** Image point annotation entries **
○ ○ ○ ○ ○
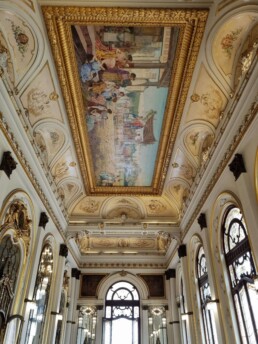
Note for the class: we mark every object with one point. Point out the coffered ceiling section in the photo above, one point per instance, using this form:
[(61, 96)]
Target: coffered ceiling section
[(124, 75)]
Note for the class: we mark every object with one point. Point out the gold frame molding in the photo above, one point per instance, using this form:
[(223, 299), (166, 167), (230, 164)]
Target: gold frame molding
[(256, 174), (191, 23)]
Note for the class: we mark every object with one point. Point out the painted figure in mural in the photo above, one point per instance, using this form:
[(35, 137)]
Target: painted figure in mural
[(89, 70)]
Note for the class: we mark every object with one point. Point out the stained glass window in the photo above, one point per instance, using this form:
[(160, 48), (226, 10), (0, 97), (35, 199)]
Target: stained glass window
[(122, 315), (242, 273), (205, 298)]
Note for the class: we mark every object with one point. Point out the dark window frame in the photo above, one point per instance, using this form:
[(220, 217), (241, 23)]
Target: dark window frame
[(237, 255)]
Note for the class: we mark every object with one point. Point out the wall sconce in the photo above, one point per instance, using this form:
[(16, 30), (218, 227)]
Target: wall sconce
[(31, 304), (186, 315), (59, 317), (256, 282), (164, 322), (211, 304)]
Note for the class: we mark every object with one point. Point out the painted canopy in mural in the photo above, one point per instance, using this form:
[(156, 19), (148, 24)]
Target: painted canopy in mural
[(125, 84)]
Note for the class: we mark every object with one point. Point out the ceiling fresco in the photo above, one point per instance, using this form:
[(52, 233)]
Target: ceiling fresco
[(123, 152), (124, 81)]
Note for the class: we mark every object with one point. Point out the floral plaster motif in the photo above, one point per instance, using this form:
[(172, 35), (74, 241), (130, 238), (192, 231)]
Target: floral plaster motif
[(198, 141), (65, 167), (40, 98), (247, 54), (5, 58), (20, 43), (227, 42), (156, 206), (49, 140), (69, 190), (89, 205), (207, 101), (183, 168), (229, 39)]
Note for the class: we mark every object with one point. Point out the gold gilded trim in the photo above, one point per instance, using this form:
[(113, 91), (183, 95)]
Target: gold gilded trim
[(191, 24), (256, 174)]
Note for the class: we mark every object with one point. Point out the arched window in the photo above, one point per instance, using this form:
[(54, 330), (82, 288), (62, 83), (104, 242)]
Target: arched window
[(40, 297), (205, 298), (122, 315), (10, 258), (242, 273)]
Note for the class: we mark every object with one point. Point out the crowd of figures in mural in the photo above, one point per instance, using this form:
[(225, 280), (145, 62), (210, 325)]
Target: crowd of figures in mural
[(123, 71)]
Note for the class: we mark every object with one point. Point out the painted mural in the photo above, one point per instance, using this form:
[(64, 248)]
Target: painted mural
[(124, 75)]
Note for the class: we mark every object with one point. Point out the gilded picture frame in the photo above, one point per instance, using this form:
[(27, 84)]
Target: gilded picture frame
[(164, 43)]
○ ○ ○ ○ ○
** What this task involves **
Rewrite all of the data above with "one point per instance" replaced by "a single point for each instance" wherever it occurs, keeping everything else the same. Leave the pictures out of your version.

** Task output **
Note for the class: we mark every object with one point. Point out the coffered ceiling section in the photo above, a single point for each instance, using this form:
[(61, 96)]
Target: coffered ceiling section
[(124, 75)]
Note for the class: we mark every object with one point. Point out the gold frame molding in the photo above, a single point for each instance, using this form:
[(223, 299), (166, 167), (230, 164)]
Target: gold frame molding
[(256, 174), (191, 23)]
Note for the class: we mark every object with one point. Point out the painted figure in mural in the photo above, a single point for each instance, using this form:
[(35, 137)]
Target: painted figure in mural
[(89, 70)]
Note for the class: we mark every object with one point. Point out the stained glass window in the photo above, a single point for each instance, using this form:
[(160, 48), (226, 10), (0, 97), (35, 199)]
Target: stained glass window
[(122, 315), (242, 273), (205, 298)]
Note for the class: we mark every object with one point. Point out the dark window frame in the photo above, a single point for each instance, using this form:
[(220, 217), (241, 23)]
Target: dark window frame
[(237, 255)]
Note for the class: we mark every object with one point. Point out the wall sconce in the photo above, a single point for each instance, using this form:
[(16, 30), (218, 227)]
Target: wall sconce
[(31, 304), (186, 315), (59, 317), (256, 282), (164, 322), (211, 304)]
Note for the class: we mark every object with one point. Point out the painted canopy in mural in the photo above, a single point for each instance, using this form:
[(156, 19), (148, 24)]
Target: painted canopy in mural
[(125, 84)]
Note for the class: we mark every object with one point. Point out the ceiling fresco in the photo above, a single point for each instance, using this form:
[(52, 233)]
Target: ceiling fresco
[(123, 152), (124, 81)]
Note for the class: we mark every object with one point. Point out the floral plaster motif in the photo above, a single point for each instance, using this form:
[(172, 35), (74, 241), (130, 238), (192, 231)]
Target: floral plaster motif
[(198, 141), (65, 167), (40, 98), (247, 54), (5, 58), (20, 43), (227, 42), (156, 206), (49, 140), (69, 190), (89, 205), (207, 101), (183, 168), (229, 39)]
Note for the class: we mark every object with one point. Point out the gold gilded trim in the photo above, a single point for each instance, using this form:
[(113, 91), (183, 95)]
Target: gold gilded trim
[(191, 24), (256, 174)]
Note for the class: we mark every object with one point. Point out the arched window in the photo above, a single point for each instance, using this form:
[(54, 330), (82, 288), (62, 83), (104, 242)]
Target: arched window
[(40, 297), (205, 298), (122, 315), (10, 258), (242, 273)]
Note for the class: we mark every object with one point. Point out the crowd of figures in mural in the photo above, a single point for each instance, using this form:
[(225, 280), (145, 62), (210, 325)]
Target: crowd of figures in mural
[(123, 71)]
Note for the class: we mark every object with one point. Point out the painted mural in the photo above, a single point for each instance, using this form:
[(64, 248)]
Target: painted mural
[(124, 75)]
Note for the class: we mark every object with one point. Point out the gilded picture frame in the photo above, a single point for each instance, using this form:
[(27, 84)]
Target: gilded picture frame
[(164, 43)]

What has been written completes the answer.